DATA FOR PROCESSING:
◇ ◇ ◇ ◇
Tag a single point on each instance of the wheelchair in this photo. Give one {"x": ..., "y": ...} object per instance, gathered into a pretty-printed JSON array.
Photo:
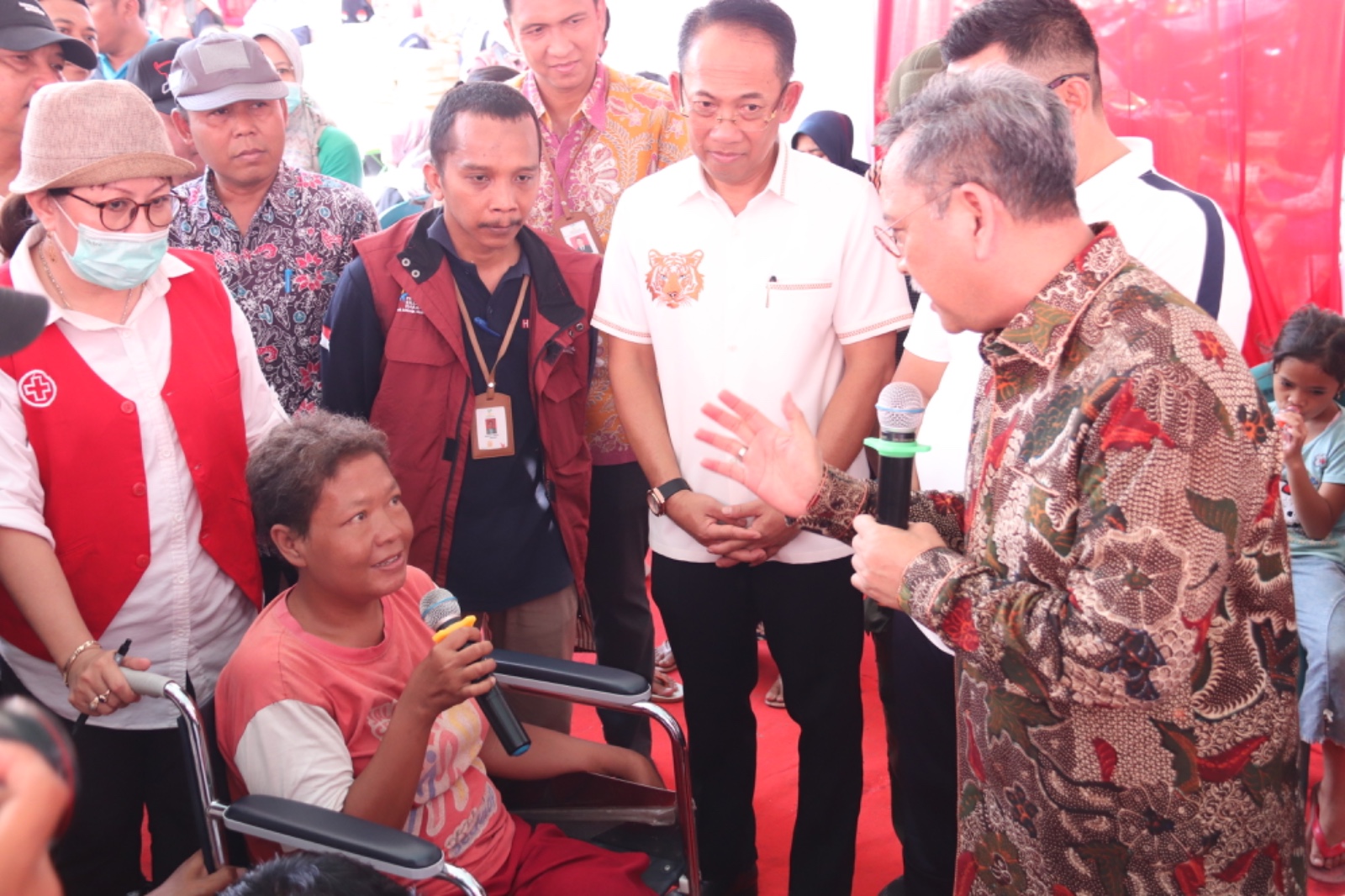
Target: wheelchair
◇ ◇ ◇ ◇
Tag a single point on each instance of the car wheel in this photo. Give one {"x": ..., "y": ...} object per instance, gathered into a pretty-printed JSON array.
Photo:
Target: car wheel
◇ ◇ ◇ ◇
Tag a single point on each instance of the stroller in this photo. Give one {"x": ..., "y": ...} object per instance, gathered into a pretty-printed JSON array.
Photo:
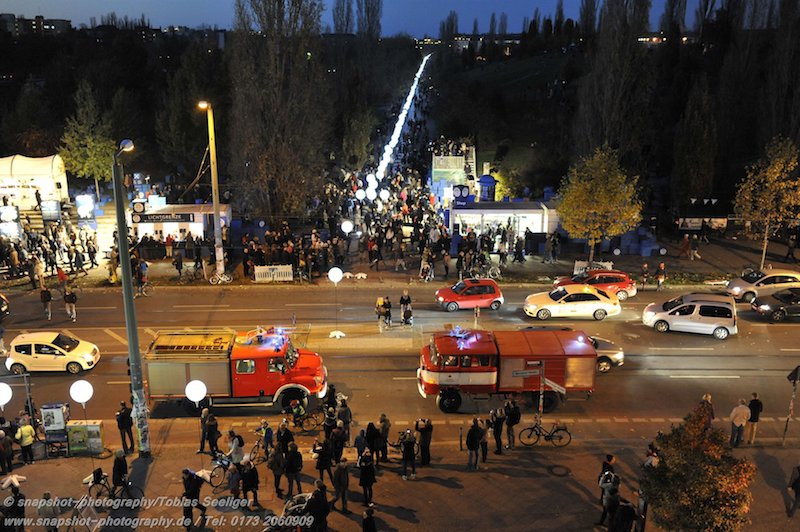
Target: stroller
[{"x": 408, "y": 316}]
◇ ◇ ◇ ◇
REQUIREMENTS:
Rewrite the listing from the line with "Tag a single point on each instance of the wheelchair" up to and including the line with "Target: wheelchair", putting "indented" in place of "pretty-printed" and keeping everything else the same. Omit the pictures from your answer.

ANSWER TO THE EXERCISE:
Tag a single point on each instance of the wheelchair in this photo. Give one {"x": ..., "y": ...} object per instance, gathered into a indented JSON array.
Photo:
Target: wheelchair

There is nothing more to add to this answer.